What needs to be done =
Copy each of the entries below word for word.

Dataset content =
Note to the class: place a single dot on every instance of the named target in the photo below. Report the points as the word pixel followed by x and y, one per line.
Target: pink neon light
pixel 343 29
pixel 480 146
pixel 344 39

Task output =
Note to the class: place a single dot on every instance of the named target in the photo below. Report the points as the word pixel followed by x and y, one per line.
Target: pink neon light
pixel 343 29
pixel 480 146
pixel 344 39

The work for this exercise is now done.